WORK TO DO >>
Copy only what runs from the line containing "Please mark the green ivy" to the last line, both included, keeping it exact and omitting pictures.

[Excerpts of pointing data]
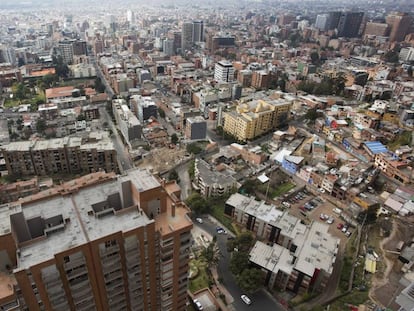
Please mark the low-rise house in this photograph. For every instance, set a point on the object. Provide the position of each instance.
(295, 257)
(210, 182)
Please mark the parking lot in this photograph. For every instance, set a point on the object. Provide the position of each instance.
(310, 208)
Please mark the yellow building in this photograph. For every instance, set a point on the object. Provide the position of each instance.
(255, 118)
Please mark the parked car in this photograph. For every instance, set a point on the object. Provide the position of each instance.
(198, 304)
(323, 217)
(286, 204)
(246, 299)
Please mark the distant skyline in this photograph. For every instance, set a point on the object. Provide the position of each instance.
(296, 5)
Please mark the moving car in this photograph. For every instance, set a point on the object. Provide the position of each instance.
(246, 299)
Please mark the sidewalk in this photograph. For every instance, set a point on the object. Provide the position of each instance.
(223, 290)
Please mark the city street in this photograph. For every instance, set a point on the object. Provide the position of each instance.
(261, 300)
(124, 160)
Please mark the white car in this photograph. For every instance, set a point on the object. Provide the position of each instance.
(198, 304)
(246, 299)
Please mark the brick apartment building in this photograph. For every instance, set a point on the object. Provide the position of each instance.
(60, 155)
(100, 242)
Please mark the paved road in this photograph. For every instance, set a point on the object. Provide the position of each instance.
(124, 159)
(99, 73)
(261, 300)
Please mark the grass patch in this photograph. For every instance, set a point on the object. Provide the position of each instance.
(355, 298)
(202, 280)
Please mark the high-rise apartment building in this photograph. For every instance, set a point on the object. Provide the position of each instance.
(350, 24)
(79, 48)
(400, 24)
(186, 36)
(322, 22)
(70, 48)
(198, 31)
(8, 55)
(376, 29)
(144, 107)
(255, 118)
(224, 71)
(196, 128)
(168, 47)
(334, 18)
(66, 51)
(68, 155)
(100, 242)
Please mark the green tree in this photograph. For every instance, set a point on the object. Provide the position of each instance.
(161, 113)
(174, 138)
(250, 280)
(19, 91)
(242, 243)
(191, 169)
(212, 253)
(197, 204)
(41, 126)
(410, 71)
(174, 176)
(239, 261)
(194, 148)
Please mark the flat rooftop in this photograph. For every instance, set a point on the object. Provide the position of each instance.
(79, 213)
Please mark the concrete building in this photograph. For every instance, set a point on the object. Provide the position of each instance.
(295, 257)
(144, 107)
(168, 47)
(186, 36)
(223, 71)
(198, 31)
(127, 123)
(394, 167)
(322, 22)
(70, 155)
(407, 54)
(400, 24)
(255, 118)
(376, 29)
(196, 128)
(66, 51)
(212, 183)
(100, 242)
(260, 79)
(349, 24)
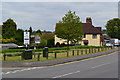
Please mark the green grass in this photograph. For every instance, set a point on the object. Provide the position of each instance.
(51, 56)
(51, 49)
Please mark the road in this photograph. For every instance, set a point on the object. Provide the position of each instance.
(99, 67)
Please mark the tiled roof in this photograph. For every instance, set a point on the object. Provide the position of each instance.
(88, 28)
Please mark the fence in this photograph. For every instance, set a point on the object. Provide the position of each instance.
(38, 56)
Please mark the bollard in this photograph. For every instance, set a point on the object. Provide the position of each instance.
(4, 56)
(98, 49)
(95, 50)
(67, 53)
(47, 56)
(39, 57)
(92, 50)
(73, 52)
(86, 51)
(77, 52)
(81, 52)
(89, 50)
(55, 55)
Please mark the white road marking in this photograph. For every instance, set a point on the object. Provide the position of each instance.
(58, 65)
(66, 74)
(100, 65)
(21, 70)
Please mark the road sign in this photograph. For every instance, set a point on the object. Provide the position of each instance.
(37, 39)
(26, 38)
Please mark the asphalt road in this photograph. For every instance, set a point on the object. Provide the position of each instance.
(100, 67)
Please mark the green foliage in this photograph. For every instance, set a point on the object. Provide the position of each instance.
(57, 48)
(113, 28)
(70, 28)
(50, 42)
(19, 37)
(9, 29)
(11, 40)
(43, 42)
(58, 44)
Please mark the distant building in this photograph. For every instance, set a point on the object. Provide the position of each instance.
(7, 46)
(92, 35)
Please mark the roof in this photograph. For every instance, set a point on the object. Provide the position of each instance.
(88, 28)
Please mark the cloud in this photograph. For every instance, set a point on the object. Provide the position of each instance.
(44, 15)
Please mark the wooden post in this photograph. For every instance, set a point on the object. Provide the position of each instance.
(55, 55)
(89, 50)
(67, 53)
(77, 52)
(92, 50)
(81, 52)
(4, 55)
(73, 52)
(86, 51)
(47, 56)
(98, 49)
(38, 56)
(95, 50)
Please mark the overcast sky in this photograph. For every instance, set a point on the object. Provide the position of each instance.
(44, 15)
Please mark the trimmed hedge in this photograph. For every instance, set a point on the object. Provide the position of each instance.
(57, 48)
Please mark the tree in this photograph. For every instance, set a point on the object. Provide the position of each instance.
(113, 28)
(9, 29)
(19, 37)
(70, 28)
(30, 30)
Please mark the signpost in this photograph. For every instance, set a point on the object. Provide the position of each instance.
(26, 38)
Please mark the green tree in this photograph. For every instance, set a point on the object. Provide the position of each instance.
(19, 37)
(113, 28)
(30, 30)
(9, 29)
(70, 28)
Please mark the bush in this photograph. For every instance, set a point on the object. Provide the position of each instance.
(57, 44)
(50, 42)
(43, 42)
(63, 44)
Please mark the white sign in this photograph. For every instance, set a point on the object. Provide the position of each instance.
(37, 39)
(26, 38)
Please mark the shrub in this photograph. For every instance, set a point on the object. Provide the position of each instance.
(58, 44)
(63, 44)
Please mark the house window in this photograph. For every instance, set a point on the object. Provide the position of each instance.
(94, 36)
(84, 36)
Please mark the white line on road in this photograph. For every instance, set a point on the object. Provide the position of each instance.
(66, 74)
(100, 65)
(22, 70)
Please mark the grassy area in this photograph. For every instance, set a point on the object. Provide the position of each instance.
(51, 49)
(59, 55)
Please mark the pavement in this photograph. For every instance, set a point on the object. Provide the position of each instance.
(100, 67)
(6, 64)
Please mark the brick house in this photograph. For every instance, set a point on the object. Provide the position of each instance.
(92, 35)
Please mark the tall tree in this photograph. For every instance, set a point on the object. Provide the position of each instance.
(30, 30)
(70, 28)
(9, 29)
(19, 37)
(113, 28)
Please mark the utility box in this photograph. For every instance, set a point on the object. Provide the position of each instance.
(27, 54)
(45, 52)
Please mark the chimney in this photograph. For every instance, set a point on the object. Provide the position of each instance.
(88, 20)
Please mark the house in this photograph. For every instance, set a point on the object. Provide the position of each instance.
(91, 35)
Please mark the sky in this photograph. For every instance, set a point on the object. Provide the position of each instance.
(44, 15)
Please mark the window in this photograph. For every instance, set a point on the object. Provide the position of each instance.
(94, 36)
(84, 35)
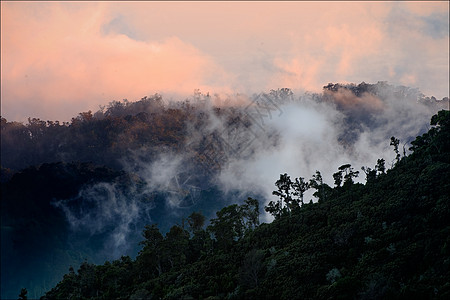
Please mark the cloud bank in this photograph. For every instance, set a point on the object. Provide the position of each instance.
(62, 58)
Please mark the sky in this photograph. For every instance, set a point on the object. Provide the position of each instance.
(62, 58)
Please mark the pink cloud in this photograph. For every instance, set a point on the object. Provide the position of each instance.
(62, 64)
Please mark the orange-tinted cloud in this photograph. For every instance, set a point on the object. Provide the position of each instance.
(58, 62)
(62, 58)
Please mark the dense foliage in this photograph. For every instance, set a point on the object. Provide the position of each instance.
(386, 239)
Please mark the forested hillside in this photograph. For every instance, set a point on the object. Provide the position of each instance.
(385, 239)
(82, 190)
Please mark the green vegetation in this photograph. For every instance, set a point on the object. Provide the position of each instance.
(386, 239)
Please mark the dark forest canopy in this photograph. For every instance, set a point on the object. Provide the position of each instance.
(59, 179)
(387, 238)
(105, 136)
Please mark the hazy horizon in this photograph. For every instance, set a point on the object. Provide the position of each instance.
(61, 58)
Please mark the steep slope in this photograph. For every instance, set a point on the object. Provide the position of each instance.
(388, 238)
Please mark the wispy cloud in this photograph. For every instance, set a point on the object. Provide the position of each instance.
(62, 58)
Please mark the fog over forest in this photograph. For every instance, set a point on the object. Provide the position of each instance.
(203, 153)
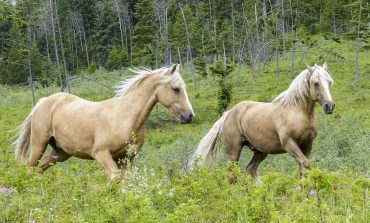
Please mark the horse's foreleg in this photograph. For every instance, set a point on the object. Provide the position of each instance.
(252, 166)
(293, 149)
(105, 159)
(56, 155)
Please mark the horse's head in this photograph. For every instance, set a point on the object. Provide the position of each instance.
(172, 94)
(320, 83)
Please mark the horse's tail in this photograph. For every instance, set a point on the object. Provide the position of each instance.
(24, 137)
(208, 146)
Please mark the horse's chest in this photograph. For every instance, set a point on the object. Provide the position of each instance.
(306, 134)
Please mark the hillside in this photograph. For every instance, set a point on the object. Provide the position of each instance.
(337, 189)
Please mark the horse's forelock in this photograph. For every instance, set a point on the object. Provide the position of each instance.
(321, 72)
(128, 84)
(172, 79)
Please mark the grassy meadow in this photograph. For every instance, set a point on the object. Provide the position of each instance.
(155, 190)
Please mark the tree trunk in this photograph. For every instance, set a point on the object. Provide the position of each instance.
(189, 48)
(277, 44)
(62, 48)
(283, 29)
(120, 22)
(55, 44)
(358, 44)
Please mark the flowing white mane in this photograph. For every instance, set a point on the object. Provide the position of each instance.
(127, 85)
(298, 90)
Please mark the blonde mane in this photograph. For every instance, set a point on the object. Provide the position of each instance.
(298, 91)
(127, 85)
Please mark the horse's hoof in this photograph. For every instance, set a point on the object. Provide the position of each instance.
(259, 181)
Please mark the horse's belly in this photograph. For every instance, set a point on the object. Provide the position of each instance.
(74, 149)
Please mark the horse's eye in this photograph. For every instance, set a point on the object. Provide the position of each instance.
(176, 89)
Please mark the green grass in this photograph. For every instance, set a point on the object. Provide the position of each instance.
(336, 190)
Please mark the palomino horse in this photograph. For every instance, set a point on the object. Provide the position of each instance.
(100, 130)
(287, 124)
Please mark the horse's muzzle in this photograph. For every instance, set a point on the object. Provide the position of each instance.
(184, 119)
(328, 107)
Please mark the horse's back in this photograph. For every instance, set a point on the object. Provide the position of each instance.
(257, 125)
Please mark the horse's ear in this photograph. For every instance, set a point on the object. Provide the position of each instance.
(309, 69)
(325, 66)
(175, 67)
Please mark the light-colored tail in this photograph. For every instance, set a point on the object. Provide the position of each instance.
(208, 146)
(24, 137)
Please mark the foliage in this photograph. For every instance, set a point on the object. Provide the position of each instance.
(222, 69)
(93, 67)
(117, 59)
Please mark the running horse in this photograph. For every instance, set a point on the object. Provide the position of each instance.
(73, 126)
(286, 125)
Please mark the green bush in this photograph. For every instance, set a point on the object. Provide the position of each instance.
(117, 58)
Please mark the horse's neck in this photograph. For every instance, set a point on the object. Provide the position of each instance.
(139, 103)
(307, 107)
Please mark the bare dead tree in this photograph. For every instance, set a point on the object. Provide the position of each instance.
(283, 29)
(189, 47)
(118, 10)
(55, 42)
(277, 43)
(61, 45)
(358, 42)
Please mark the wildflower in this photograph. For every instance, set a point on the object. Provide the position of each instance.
(312, 193)
(6, 190)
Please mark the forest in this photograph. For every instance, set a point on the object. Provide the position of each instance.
(229, 51)
(49, 42)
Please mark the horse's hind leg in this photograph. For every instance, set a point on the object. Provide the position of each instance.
(306, 150)
(38, 144)
(55, 155)
(252, 166)
(233, 148)
(105, 159)
(40, 136)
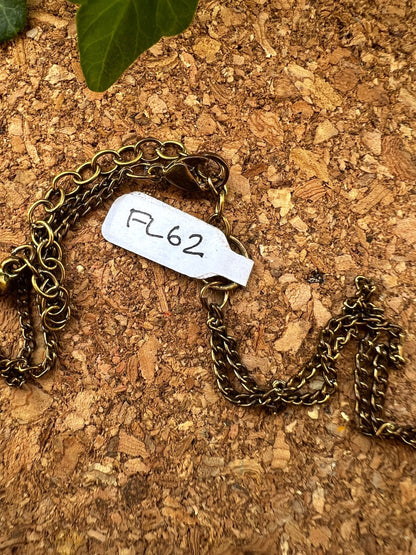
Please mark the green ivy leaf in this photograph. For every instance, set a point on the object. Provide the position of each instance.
(12, 18)
(113, 33)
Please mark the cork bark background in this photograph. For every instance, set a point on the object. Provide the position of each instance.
(127, 446)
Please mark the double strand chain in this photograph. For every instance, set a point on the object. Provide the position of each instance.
(36, 268)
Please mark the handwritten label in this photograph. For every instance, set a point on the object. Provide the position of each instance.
(175, 239)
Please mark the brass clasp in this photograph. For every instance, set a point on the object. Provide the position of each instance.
(200, 172)
(181, 174)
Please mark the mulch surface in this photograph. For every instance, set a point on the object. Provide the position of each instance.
(127, 446)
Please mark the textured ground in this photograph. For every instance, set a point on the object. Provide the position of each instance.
(127, 446)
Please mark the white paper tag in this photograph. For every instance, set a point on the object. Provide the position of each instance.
(175, 239)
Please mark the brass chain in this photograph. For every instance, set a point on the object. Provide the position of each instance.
(37, 267)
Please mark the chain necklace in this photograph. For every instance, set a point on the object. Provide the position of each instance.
(36, 268)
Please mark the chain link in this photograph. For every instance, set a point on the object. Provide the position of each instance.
(38, 267)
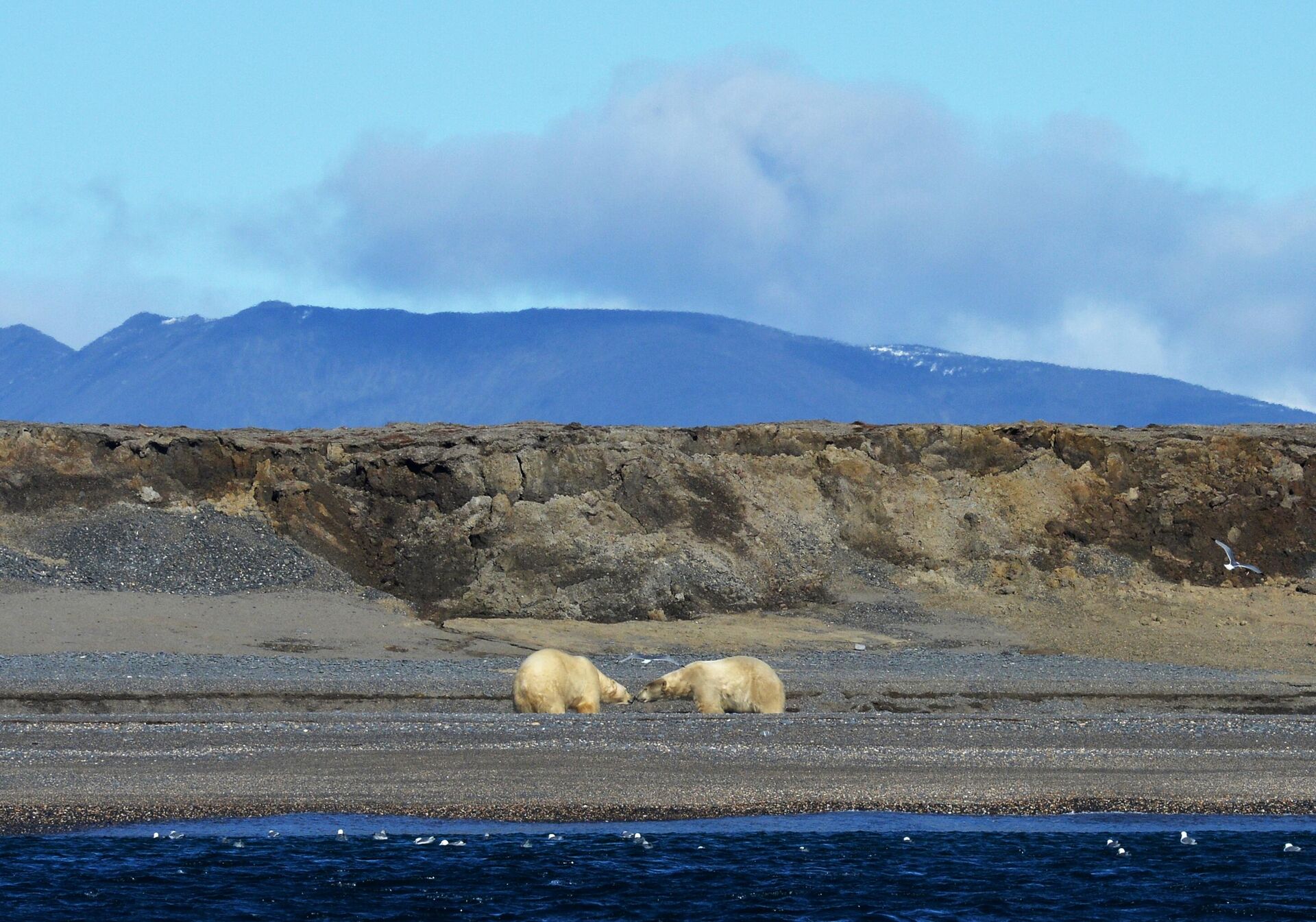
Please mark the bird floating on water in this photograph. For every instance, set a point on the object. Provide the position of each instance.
(1232, 563)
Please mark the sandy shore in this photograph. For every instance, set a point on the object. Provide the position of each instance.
(71, 773)
(98, 738)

SOLUTION TO THIS TASK >>
Please mark the green ivy leaf in this photograph. For every instance, set a point on the object. Provide the position of each instance.
(12, 18)
(113, 33)
Please mark the cork bark background in this photograph. For every instance, set a point on the object. Provide the position of each instance.
(127, 446)
Please mark the double strand chain in this photograph. For every instance, set a point on the object. Provide the position of each instance.
(36, 268)
Please mark the handwritten label in this photograph. For every instance, set a point on the object. Provide the position of each instance.
(175, 239)
Please mark the brass clasp in this photograph. For every instance, set a point on the object. Provide the position of each instance.
(200, 172)
(181, 174)
Please mark the mulch surface in this photograph. For every instance, set a point on the object. Provide the position of each instance.
(127, 446)
Please mark the textured ground in this photograph. For every instance, set a point on the object. Provide the position of each instance.
(127, 446)
Please mark the white paper tag in this photograph. For every instance, set a point on the object. Provide the position of each instance.
(175, 239)
Please mark the brass chain in this photograph. For every instance, set a point on the object. Provide the position of each instance.
(37, 267)
Please mark the chain necklace in this photograph. For every instance, set a point on the object. Provide the position of each instance.
(36, 268)
Please mark the chain link in this photograph. For every instance, set a point on the object. Provide the position of each instance.
(38, 267)
Please mark the bird floating on water in this photograph. For every instance, set a point on the object. Provide the position of each instance.
(1232, 563)
Please mark the sandy shore in this photograph. For every instance, set a point on the object. Provide the position of each instance.
(71, 773)
(98, 738)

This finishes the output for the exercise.